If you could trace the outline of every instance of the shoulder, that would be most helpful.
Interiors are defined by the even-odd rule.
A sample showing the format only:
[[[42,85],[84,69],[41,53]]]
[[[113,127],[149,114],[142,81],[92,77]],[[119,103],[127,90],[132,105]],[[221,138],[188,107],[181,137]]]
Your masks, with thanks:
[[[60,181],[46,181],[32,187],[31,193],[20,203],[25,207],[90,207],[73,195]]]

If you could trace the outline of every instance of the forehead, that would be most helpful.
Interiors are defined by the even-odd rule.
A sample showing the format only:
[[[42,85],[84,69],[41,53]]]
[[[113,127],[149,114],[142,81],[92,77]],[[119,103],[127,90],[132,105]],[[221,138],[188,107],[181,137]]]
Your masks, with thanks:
=======
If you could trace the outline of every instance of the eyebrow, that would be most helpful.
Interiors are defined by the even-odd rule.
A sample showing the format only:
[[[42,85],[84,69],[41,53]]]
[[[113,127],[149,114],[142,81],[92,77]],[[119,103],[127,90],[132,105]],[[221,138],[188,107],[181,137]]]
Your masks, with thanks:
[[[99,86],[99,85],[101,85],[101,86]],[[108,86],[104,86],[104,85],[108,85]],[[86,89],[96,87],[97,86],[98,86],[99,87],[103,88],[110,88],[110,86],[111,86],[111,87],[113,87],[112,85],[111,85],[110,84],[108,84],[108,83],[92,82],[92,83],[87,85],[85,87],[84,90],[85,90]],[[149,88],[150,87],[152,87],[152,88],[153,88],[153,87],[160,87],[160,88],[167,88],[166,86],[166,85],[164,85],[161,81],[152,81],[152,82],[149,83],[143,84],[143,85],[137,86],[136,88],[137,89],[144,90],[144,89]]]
=======
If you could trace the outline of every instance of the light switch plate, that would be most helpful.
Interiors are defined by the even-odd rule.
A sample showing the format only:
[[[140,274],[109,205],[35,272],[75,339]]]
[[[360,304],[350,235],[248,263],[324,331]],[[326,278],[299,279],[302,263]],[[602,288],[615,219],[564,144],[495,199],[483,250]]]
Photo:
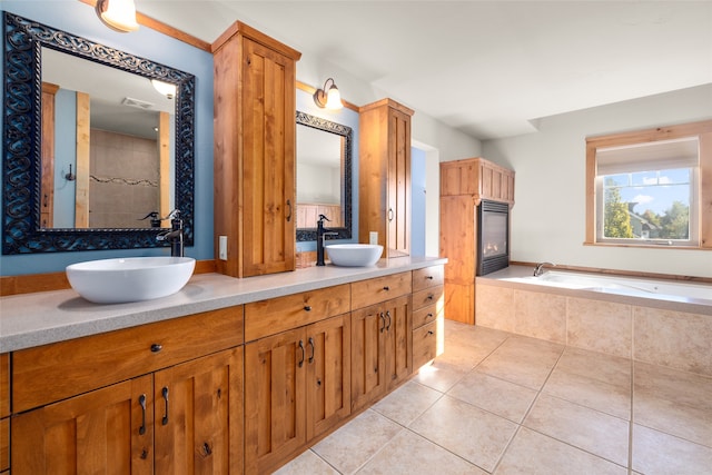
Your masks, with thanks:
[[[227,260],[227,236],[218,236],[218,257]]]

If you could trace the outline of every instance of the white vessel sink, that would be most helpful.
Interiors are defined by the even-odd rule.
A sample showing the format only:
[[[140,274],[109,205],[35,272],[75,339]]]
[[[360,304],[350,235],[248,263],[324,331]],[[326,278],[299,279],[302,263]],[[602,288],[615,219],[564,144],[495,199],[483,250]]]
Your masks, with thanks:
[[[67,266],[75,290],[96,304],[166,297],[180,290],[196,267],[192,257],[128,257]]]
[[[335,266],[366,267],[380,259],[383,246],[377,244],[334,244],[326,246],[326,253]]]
=======
### Stated goal
Identify each line above that contains the word "helpful" and copy those lines out in full. Case counts.

### Right answer
If you could trace the outline of every instance of the shoulder, that would be most helpful.
If you could trace the outline of every instance of the forehead, that would be most helpful.
If you could trace the outline of every instance of the eyebrow, that would be most helpful.
If you could trace the outline of every instance of the light switch plate, that would be most helpful.
If you could trace the outline of every instance of the white vessel sink, that would be most helpful.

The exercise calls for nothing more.